begin Information provided

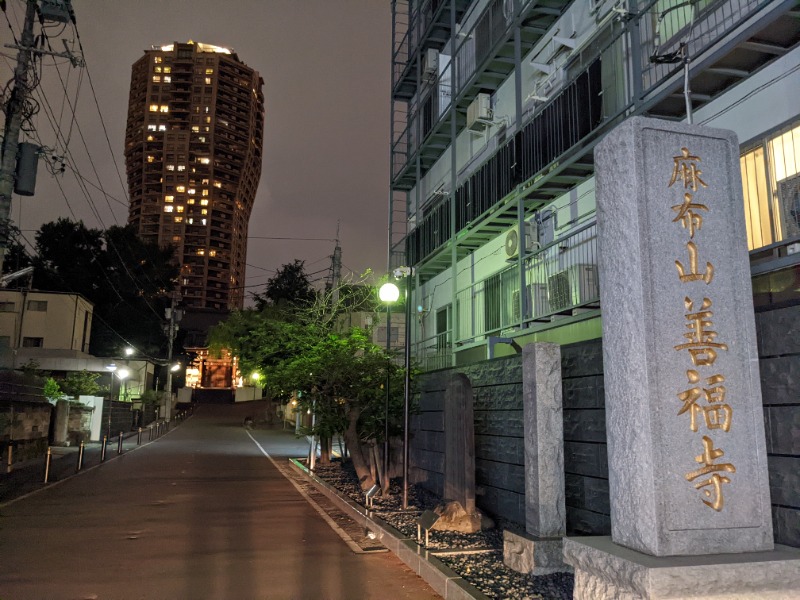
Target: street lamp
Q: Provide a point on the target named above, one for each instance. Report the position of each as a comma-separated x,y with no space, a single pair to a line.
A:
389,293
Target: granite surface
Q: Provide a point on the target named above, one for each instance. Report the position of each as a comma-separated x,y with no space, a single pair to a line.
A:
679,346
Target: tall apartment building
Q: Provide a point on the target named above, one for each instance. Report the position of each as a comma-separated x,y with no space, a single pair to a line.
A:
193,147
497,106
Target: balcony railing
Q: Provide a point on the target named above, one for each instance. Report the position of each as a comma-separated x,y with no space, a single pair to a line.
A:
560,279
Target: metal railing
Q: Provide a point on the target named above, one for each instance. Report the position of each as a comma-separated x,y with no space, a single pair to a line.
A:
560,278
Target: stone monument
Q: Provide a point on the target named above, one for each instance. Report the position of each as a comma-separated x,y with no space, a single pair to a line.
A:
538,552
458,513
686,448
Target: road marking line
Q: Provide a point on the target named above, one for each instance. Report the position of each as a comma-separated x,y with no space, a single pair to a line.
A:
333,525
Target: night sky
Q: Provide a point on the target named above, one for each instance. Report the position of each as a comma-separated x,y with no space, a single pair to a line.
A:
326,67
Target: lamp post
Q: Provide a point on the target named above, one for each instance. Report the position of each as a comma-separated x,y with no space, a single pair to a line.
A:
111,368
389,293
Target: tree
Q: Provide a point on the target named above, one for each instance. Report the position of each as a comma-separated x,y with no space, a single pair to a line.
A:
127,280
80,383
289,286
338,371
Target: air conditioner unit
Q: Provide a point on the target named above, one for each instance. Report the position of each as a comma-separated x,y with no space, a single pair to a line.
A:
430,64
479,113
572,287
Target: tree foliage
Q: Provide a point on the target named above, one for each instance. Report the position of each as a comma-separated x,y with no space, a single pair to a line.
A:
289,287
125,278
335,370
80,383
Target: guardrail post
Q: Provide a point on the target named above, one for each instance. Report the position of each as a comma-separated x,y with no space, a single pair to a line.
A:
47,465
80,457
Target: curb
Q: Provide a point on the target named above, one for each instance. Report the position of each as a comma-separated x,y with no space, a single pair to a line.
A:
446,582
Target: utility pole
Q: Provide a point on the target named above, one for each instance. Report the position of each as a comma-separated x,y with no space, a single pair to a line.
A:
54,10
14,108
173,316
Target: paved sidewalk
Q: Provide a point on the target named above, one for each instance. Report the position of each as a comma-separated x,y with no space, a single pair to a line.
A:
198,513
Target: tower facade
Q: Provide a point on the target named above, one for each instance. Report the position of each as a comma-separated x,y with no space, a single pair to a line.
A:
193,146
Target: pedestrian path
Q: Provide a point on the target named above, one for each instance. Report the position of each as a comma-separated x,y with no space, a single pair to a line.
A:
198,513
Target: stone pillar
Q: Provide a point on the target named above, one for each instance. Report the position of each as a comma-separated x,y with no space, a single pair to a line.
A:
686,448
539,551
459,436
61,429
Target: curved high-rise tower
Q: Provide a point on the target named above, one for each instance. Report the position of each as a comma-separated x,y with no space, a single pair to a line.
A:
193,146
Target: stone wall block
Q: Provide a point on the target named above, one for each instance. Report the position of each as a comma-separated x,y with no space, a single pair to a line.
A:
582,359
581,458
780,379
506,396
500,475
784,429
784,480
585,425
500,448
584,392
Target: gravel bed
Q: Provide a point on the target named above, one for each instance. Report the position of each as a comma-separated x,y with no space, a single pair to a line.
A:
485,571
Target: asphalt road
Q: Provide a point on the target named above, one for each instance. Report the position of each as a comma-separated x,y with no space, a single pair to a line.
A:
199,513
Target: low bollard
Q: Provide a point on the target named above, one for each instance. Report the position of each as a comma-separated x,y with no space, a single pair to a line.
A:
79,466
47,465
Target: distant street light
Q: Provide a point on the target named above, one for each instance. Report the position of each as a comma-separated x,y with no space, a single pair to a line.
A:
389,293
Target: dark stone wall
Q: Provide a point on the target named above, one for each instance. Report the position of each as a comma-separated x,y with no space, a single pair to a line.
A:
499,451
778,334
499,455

end Information provided

Exercise task: Write out the lines above again, swapping "single pair" for "one pair" everywhere it occurs and keeping every other word the same. Leave the pictures out of your answer.

Answer to the problem:
Target: street lamp
Q: Provide a point on the target named above, one for each instance. Report the position of each as a comma-separated x,y with no space, a one pair to a line.
A:
389,293
Target: granite surface
Q: Provide a point on the target named above, one for each instance. Report the position of each as a comma-separated x,y with no space, a one pair to a line.
A:
679,346
Target: tall apartment building
Q: Provide a point on the target named above, one for each instance. Report the position of each as a comma-separated x,y with no space, a one pair to a line.
A:
193,147
497,106
Target: balcony railing
Q: Provide a point on the target named above, one for each instance. Report the position of each as a comma-separated x,y with no space, a one pair to a line.
A:
560,279
Target: metal railing
Q: Provide a point on the target named above, one for each instance. Report the position of each as a comma-separated x,y with no space, a one pair to a line.
A:
560,278
Target: stone monument
Q: Provide a point on the target named above, one for each instance. Report the position of each as a comma-separated x,y with no space, a one pair to a line.
A:
538,552
458,513
686,448
Target: road marking line
Q: Provide a point on the target named above, one for each instance. Report the position of each as a comma-separated x,y with no space, a one pair to a line.
A:
333,525
Target: night sky
Q: Provide a point on the target named above, one for each instance. Report the position of each as a comma-separated x,y with no space, a one pair to a line.
A:
326,67
Target: lamp post
Q: Provide a point on the target named above, one for each instance. Report the position of each as a comma-separated x,y with no space, a one pair to a line.
A:
111,368
389,293
Target: tree
Q: Provide a point on the target named above, one for each instance. Report the position of each as a comma-separated x,y with no space, a one pair to a line.
A:
127,280
80,383
289,286
338,371
Target: air conditioner unit
Q: Provide a point on the target named above, one for each instance. Report the position of each as a comma-separated x,y with no space, a one pair to a line.
A:
430,64
479,113
572,287
Target: tree foliage
Q: Provide a point on the target named above, one for each instance. Report the position of each as a comma-separated x,y with no space, a one pair to a line.
A:
289,287
125,278
335,370
80,383
Target: guardrail post
Q: Provide a point on the target named above, one for each instance. Report the position of each as a comma-separated x,y with no space, a one pair to a line.
A:
47,465
80,457
Target: curb
Q: Provide a point on the target named above, one for each instance. Report the position of each as a comma-separated x,y with no space, a one pair to a line.
A:
446,582
Target: utility pole
Q: Provide a point on the target named above, one for each instance. Report the position of each as a comma-separated x,y with no space, a one pair to a line.
A:
54,10
14,108
173,316
Target: paved sidewalk
Q: Provide a point on the target named above, one for each instance. Report the position of each as a comma-separated x,y with no space, a one pair to a line.
A:
198,513
Target: tower facade
Q: Provide a point on the target named above, one for each instance. Report the position of each as a comma-separated x,y with no space, a one pair to a line.
A:
193,146
Target: pedestrian path
Q: Provide a point on the target named above, one for each instance. Report the position of each as a comma-separated x,y with no space, a one pair to a line.
A:
198,513
Target: stone pillar
Q: Provide a point on the target named above, one for each instance. Report the position of each as a comma-separated x,y with no space, a one pair to a line.
A:
686,448
539,551
459,436
61,429
Target: curved high-rise tower
Q: Provide a point on the target named above, one for each instance. Report the position of each as a comma-separated x,y with no space, a one pair to a line.
A:
193,146
Target: stone wall block
Q: Provide a point on the target named above, one for each instance. Report the position of each as a comma-separated x,y with no space, a one pair to a line.
A:
582,359
581,458
780,379
506,396
500,475
784,429
784,480
585,425
500,448
584,392
Target: gravel bed
Q: Provide a point on the target named above, one for each instance. Report the position of each as a comma-separated x,y with no space, a one pair to a line.
A:
485,571
Target: asphalt road
Q: Provide a point on the target named above, one for each instance. Report the position of each as a comma-separated x,y with no space, a one pair to a line.
A:
199,513
Target: low bollard
Q: Provide a point on the target named above, one for each instance. Report the position of each as a comma-separated x,y with no space, a one pair to a line.
A:
79,466
47,465
Target: distant street light
Q: Provide a point on the target named above, one for each instance. Report the position of each as a comma-separated x,y with no space, a one pair to a line.
A:
389,293
Target: dark stone wall
Q: Provide a point on the target named above, one for each instance. Report the position of each as a comma-separated x,y with no space, a one pair to a line.
A:
499,451
778,334
499,455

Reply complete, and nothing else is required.